Restate the full set of records exactly, without adding or dropping a word.

* TASK INPUT
================================

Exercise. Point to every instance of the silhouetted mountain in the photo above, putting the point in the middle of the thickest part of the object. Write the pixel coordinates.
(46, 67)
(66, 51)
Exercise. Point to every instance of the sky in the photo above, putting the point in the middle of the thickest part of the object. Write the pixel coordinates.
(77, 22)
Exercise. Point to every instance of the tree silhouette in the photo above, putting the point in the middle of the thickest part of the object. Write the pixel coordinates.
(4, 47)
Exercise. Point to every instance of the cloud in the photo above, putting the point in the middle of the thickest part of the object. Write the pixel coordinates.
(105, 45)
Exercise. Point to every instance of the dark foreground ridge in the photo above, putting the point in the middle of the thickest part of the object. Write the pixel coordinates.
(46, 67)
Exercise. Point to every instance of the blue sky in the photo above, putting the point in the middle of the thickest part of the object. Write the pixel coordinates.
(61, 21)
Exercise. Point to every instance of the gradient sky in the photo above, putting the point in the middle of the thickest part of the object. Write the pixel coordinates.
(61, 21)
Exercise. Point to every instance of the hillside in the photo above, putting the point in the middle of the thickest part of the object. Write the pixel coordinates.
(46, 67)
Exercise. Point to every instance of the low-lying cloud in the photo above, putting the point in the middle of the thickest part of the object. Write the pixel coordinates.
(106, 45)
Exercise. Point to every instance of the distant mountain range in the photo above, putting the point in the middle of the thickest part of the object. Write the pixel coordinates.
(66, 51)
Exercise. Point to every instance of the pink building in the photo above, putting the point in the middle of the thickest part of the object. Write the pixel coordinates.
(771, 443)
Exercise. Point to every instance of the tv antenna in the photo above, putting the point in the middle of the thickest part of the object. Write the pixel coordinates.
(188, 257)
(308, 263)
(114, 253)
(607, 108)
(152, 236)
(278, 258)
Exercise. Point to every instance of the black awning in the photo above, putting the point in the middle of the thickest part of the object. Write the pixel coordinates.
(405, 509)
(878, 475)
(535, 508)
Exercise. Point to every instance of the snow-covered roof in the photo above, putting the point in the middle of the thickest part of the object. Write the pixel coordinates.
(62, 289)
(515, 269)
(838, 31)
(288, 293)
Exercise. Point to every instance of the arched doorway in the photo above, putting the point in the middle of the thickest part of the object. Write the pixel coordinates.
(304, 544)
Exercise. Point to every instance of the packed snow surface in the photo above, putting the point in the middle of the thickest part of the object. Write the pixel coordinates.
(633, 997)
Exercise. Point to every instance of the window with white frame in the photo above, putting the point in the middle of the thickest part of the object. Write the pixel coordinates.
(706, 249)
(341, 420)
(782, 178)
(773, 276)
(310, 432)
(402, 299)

================================

* COMPLETED EXERCISE
Exercise. Point to every instance of the silhouetted mountain in the photo above, putting the point in the middle of the thickest part of the object. Write the pixel coordinates.
(46, 67)
(66, 51)
Exercise. Point to every instance of the sky in the photo above, putting the point in the middle of the thickest part of the object. Write the pixel coordinates.
(77, 22)
Exercise. Point to every instance of the tree silhouette in the photo above, putting the point in the middle of the thickest part of the object. Write the pixel coordinates.
(4, 47)
Exercise. Point to every instance of the cloud in the photo above, putting the point in the middle of the thickest part of the object. Write the pixel coordinates.
(105, 45)
Exercise. Point to every instance of the dark foreground ridge in the photo above, putting the point in the middle of the thickest part of the object. Write the pixel coordinates.
(46, 67)
Exercise. Point to every instance of the blue sky in the photo above, putting the point in the middle of the thickest part of the object. Write the pixel coordinates.
(61, 21)
Exercise. Point to every instance of the gradient sky in the photo above, putting the point in the middle of the thickest part of the object. Write the pixel coordinates.
(61, 21)
Exercise. Point to every instance of the hillside in the photo above, putting the point in the middle of the thickest part of the object. Write the pixel coordinates.
(46, 67)
Exercise. Point to every instance of the low-lying cloud in the photo above, putting the point in the middle of the thickest part of the object. Write the pixel coordinates.
(106, 45)
Exercise. Point to every instance of the distant mountain range in the photo above, putting the point in the middle of the thickest part of the object. Write the pixel coordinates.
(66, 51)
Exercise. Point to every instance of the pink building in the photo above, putting the point in the middle of the thickest part of the object. Write the pixel coordinates.
(771, 443)
Exercise. Point to every instance of the tv antenna in the photo above, putting the point in the middle of the thickest part of the object. Write the pixel coordinates.
(188, 257)
(308, 263)
(114, 253)
(607, 108)
(152, 236)
(278, 258)
Exercise. Point to every instance of the black awning in the photo above, putting the point in the middle of the thickest part of the object. Write the pixel coordinates.
(405, 509)
(878, 475)
(535, 508)
Exercise. Point to every instance of the snow-covered roof in the photo above, putting the point in the middle of the thickest part of the object. Write the pixel coordinates.
(62, 289)
(515, 269)
(838, 31)
(288, 293)
Exercise. Point to every instance of the arched doorway in the photo above, putting the point in the middle of the thickest part of the object. Write the pixel coordinates.
(304, 544)
Exercise. Point to every instance of the packed snow surface in the photo above, putting the point in the middle of the thickest part of the object. Write the pixel coordinates.
(633, 997)
Exercise. Point to every instance of the window with white frame in the photo above, putting the point in the middle of the thickest part of the object. Write the pixel coordinates.
(706, 249)
(341, 420)
(782, 178)
(773, 276)
(310, 432)
(402, 299)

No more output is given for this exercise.